• Data for the task
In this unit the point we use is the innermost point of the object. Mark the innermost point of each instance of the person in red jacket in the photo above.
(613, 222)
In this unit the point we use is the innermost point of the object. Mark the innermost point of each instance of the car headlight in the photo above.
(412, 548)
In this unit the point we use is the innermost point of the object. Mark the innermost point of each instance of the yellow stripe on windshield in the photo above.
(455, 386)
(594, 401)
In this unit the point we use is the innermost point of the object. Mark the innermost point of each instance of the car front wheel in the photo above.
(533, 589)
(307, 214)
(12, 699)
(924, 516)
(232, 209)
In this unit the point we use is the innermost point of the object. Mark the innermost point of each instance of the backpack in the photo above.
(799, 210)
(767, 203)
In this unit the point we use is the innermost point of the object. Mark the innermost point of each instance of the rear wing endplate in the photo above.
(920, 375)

==

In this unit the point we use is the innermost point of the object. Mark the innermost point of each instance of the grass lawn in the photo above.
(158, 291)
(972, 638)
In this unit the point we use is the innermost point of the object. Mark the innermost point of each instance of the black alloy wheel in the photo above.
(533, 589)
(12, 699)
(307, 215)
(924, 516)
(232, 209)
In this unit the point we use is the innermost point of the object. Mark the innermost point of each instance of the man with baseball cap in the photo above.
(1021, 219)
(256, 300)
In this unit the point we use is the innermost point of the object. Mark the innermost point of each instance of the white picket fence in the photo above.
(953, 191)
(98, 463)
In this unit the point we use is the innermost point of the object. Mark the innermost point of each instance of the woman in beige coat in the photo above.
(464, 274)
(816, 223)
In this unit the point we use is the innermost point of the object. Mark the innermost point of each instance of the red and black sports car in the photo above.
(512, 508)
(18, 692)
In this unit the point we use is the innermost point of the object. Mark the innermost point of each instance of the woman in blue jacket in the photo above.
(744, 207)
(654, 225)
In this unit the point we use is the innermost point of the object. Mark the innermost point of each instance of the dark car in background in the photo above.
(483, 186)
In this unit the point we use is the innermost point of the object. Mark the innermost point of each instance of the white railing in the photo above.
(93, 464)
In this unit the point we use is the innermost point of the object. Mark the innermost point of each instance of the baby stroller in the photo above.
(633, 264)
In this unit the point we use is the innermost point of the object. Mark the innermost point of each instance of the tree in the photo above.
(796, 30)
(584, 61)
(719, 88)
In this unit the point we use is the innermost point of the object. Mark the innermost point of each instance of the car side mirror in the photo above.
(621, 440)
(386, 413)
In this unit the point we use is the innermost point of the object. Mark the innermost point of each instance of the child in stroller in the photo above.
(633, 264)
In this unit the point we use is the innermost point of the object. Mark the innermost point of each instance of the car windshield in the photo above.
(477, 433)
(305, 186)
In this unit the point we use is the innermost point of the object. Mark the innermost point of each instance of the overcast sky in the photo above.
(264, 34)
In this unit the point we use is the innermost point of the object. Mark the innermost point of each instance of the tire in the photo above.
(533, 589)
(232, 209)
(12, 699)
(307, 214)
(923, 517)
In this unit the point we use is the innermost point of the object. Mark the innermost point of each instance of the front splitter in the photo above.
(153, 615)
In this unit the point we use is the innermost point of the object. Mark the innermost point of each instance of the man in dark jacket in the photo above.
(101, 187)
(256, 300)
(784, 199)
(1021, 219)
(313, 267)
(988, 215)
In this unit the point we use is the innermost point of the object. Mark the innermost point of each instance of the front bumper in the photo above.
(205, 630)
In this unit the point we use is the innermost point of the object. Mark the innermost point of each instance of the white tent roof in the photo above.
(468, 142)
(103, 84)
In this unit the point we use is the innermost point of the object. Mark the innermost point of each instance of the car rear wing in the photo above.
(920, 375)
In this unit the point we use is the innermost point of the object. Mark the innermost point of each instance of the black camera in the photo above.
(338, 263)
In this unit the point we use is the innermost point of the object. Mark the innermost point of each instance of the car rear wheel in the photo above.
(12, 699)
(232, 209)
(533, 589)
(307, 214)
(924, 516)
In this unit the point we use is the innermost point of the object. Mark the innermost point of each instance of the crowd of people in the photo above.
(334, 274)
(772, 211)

• What you have to do
Report every line above that contains the string "rear", copying each such line in full.

• Final answer
In this unit the point we use is the innermost point of the object. Mark the innermost point of each instance of the rear wing endplate in the photo above.
In this unit the point we use is the innermost point of the object. Mark the innermost point of each instance of the car rear wing in the photo above.
In this unit the point we use is the innermost point of the object. Mark the innermost point of each instance of the car rear wheel in the photo above.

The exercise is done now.